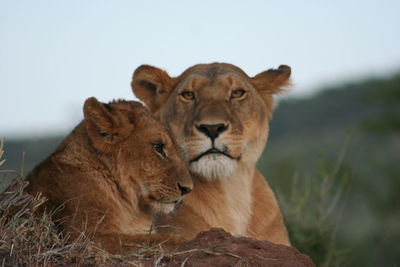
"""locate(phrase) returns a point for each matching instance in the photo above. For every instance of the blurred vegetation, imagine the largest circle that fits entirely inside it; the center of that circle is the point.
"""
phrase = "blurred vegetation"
(333, 160)
(357, 123)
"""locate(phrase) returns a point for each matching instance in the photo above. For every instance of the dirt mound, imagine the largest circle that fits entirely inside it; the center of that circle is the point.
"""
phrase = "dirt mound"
(219, 248)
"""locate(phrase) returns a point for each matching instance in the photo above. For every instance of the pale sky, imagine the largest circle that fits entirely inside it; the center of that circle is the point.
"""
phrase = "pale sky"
(55, 54)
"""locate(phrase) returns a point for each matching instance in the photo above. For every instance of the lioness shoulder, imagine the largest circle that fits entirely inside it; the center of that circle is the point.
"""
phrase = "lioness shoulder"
(220, 119)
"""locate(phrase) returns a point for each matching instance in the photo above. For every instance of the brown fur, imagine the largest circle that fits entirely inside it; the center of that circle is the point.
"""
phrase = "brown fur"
(107, 179)
(228, 192)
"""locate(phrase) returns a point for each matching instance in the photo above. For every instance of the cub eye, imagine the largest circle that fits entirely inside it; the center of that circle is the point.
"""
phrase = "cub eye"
(159, 148)
(238, 93)
(188, 95)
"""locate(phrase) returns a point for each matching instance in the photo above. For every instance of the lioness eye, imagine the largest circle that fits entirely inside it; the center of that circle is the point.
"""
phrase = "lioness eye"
(159, 148)
(237, 93)
(188, 95)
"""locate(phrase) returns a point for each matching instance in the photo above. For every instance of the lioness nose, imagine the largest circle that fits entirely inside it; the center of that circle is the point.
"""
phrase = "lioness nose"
(212, 130)
(184, 189)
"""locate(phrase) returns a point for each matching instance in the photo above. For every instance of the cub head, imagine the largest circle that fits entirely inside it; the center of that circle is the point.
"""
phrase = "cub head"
(217, 113)
(144, 159)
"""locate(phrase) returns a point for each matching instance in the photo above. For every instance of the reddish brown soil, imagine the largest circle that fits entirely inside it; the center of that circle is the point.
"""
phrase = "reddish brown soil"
(219, 248)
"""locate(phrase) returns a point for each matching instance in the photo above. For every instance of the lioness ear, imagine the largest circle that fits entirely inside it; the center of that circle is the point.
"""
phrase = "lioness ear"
(151, 85)
(271, 81)
(105, 126)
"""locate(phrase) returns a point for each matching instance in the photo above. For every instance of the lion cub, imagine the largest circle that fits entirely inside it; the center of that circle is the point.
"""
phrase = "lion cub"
(117, 169)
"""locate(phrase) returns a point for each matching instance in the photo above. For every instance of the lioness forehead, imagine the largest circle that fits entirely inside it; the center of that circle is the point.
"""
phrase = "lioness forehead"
(213, 70)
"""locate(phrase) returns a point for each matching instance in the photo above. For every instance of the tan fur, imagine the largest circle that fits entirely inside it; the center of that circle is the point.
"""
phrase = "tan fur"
(219, 117)
(108, 180)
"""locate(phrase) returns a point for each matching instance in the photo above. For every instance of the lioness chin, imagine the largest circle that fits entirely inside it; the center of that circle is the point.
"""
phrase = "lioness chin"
(115, 171)
(220, 119)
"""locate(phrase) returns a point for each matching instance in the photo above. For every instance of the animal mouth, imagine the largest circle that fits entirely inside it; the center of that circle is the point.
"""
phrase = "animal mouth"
(213, 151)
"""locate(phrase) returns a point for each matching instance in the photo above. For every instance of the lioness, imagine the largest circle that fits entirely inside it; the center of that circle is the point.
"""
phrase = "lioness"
(108, 178)
(219, 117)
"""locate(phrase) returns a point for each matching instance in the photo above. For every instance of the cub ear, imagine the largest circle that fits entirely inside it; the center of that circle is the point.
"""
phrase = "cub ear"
(105, 125)
(151, 85)
(271, 81)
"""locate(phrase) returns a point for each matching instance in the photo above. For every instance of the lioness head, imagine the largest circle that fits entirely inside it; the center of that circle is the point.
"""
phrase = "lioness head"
(218, 114)
(139, 150)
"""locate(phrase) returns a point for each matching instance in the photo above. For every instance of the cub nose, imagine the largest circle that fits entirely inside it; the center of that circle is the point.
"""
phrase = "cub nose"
(184, 189)
(212, 130)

##############################

> _How to complete this task_:
Each record above should be repeated exactly, please, without pictures.

> _Answer for the task_:
"""locate(phrase) returns a point for each matching instance in the photo above. For every instance of the blurred vegetation, imagine the largest circle that fits entirely inside it; the center of that circle is the point.
"""
phrase = "blurred vegetation"
(333, 160)
(357, 123)
"""locate(phrase) returns a point for each matching instance in the photo above. For every instance of the dirt mound, imagine the largest circle that fits entirely inside it; the center of that circle is the point.
"""
phrase = "dirt mound"
(219, 248)
"""locate(phrase) returns a point for each matching instance in the photo above. For every instance of the pale sky, imagine the largest circle that fits entirely inside it; the center of that circle is the point.
"""
phrase = "pale sky"
(55, 54)
"""locate(phrase) returns a point for each matching instance in the photo above. For every instance of the lioness shoulder, imagine the largest circle that fits entirely inside it; the center of that circle is the point.
"""
phrase = "lioness shoulder"
(220, 119)
"""locate(phrase) returns a point for each matching instance in the photo above. For every instance of the brown fur, imagine the largest circle that fits entirely inside it; the center of that circle is the point.
"""
phrase = "brown fur"
(107, 179)
(228, 192)
"""locate(phrase) returns a point for each matching instance in the photo above. For every instance of the cub eye, imagine the largest circle that fits entirely inside it; the center of that circle is the point.
"""
phrase = "cub eye"
(159, 148)
(238, 93)
(188, 95)
"""locate(phrase) returns a point for each matching instance in the photo above. For every instance of the lioness eye, imagine the largest circle that fits entirely inside it; the center of that circle is the point.
"""
phrase = "lioness eye"
(159, 148)
(237, 93)
(188, 95)
"""locate(phrase) returns a point for each matching instance in the photo above. For every instance of the lioness nose, imagine the largest circle that fits entirely inside it; the center of that circle is the point.
"""
phrase = "lioness nose"
(212, 130)
(184, 189)
"""locate(phrase) returns a point for each matching instance in the photo above. For every instance of the cub head, imagine the largest circle that fits entirely inside it; the center of that circle is the point.
"""
phrase = "cub head"
(217, 113)
(144, 159)
"""locate(phrase) returns a point for each matching instance in the photo above. For every instance of the reddish brown soil, imagine the largest circle that fits entirely inside it; the center of that circle is the point.
"""
phrase = "reddish brown soil"
(219, 248)
"""locate(phrase) returns a point for each matching instance in the photo above. For every instance of the lioness ear, imagine the largest circle that fits entirely inside it; the center of that circle is the point.
"""
phrase = "lioness ear"
(151, 85)
(271, 81)
(105, 126)
"""locate(phrase) returns a point for each matching instance in the photo above. For every instance of the lion cub, imagine the largest circle that fits entirely inside it; the center of that circle is the point.
"""
phrase = "lion cub"
(117, 169)
"""locate(phrase) returns a point for each matching instance in the photo above. For every instance of the lioness forehead, imagine the largest circle that fits entirely inside it; the center of that circle is the point.
"""
phrase = "lioness forehead"
(213, 70)
"""locate(phrase) returns a point for each matching instance in the photo above. For every instance of the tan fur, imagine the largest circle that fits entirely inside it; the center of that circle is the point.
"""
phrase = "tan fur"
(219, 117)
(108, 180)
"""locate(phrase) returns a point for each matching instance in the photo above. For every instance of the lioness chin, imagine the largest circle that fits entirely inside it; the center of that circle is the point.
"""
phrase = "lioness chin"
(115, 171)
(220, 119)
"""locate(phrase) returns a point for each matching instance in the photo above. For every instance of the animal mouth, imagine the largest circle that fits entirely inside it; the center of that circle is the point.
"""
phrase = "animal mouth"
(213, 151)
"""locate(phrase) returns a point for each matching instance in the photo above. For every instance of the lioness, imagine the largest circle that fits entirely inside it; the center of that circle is the point.
"""
phrase = "lioness"
(108, 178)
(219, 117)
"""locate(phrase) returns a point for each matching instance in the photo above. For every instance of the cub ear, imagine the largest circle that fits entirely inside it; the center of that circle is the point.
"""
phrase = "cub ear"
(105, 125)
(151, 85)
(271, 81)
"""locate(phrase) returns a point for each matching instance in the photo above. For every instance of the lioness head, imagine the largest circle that fits entirely inside it; the center of that circle is the point.
"""
phrase = "lioness head"
(218, 114)
(139, 150)
"""locate(phrase) returns a point for each matching instance in the photo above. For every instance of the cub nose, imagine the largest circle that fits entirely inside it; the center of that circle is the point.
"""
phrase = "cub nose"
(184, 189)
(212, 130)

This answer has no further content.